◆ **Task details**
Please convert the listing below into a Markdown table with the columns Row and Line, starting with the line containing "the white life" and going on through the end of the listing, leaving out blank lines.

--------

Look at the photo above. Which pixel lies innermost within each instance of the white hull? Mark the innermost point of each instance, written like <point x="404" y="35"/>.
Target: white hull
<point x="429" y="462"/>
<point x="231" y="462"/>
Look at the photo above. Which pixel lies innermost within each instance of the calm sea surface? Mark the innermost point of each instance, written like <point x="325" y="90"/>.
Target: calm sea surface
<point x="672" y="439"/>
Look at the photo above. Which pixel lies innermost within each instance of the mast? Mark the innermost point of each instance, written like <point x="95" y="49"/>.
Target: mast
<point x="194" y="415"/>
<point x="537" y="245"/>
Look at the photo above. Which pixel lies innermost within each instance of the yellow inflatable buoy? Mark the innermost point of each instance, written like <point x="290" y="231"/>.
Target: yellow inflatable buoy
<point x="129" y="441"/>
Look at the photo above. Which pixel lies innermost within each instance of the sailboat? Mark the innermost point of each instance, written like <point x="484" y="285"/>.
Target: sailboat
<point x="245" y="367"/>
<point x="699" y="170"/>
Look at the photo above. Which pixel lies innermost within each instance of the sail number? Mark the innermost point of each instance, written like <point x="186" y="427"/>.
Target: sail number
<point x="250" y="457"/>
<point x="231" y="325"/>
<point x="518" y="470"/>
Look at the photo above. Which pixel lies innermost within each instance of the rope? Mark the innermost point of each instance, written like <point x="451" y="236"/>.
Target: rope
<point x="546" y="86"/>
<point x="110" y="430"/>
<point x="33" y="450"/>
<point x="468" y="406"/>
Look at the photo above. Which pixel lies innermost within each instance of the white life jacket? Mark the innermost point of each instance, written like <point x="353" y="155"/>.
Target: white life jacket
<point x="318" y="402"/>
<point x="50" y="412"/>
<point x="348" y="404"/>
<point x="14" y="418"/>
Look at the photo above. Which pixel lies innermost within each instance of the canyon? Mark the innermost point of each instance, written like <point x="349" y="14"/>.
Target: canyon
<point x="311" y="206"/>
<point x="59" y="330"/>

--------

◆ **Task response**
| Row | Line |
|---|---|
| 1 | Look at the photo above. Which pixel lies innermost within each instance of the white life jacket? Mark the innermost point of each instance, written like <point x="353" y="155"/>. |
| 2 | Target: white life jacket |
| 3 | <point x="318" y="402"/> |
| 4 | <point x="50" y="412"/> |
| 5 | <point x="348" y="404"/> |
| 6 | <point x="14" y="418"/> |
| 7 | Look at the photo above. Which pixel lies innermost within each instance of the canyon? Mark the innermost point of each instance, written like <point x="349" y="14"/>. |
| 8 | Target: canyon |
| 9 | <point x="311" y="206"/> |
| 10 | <point x="59" y="330"/> |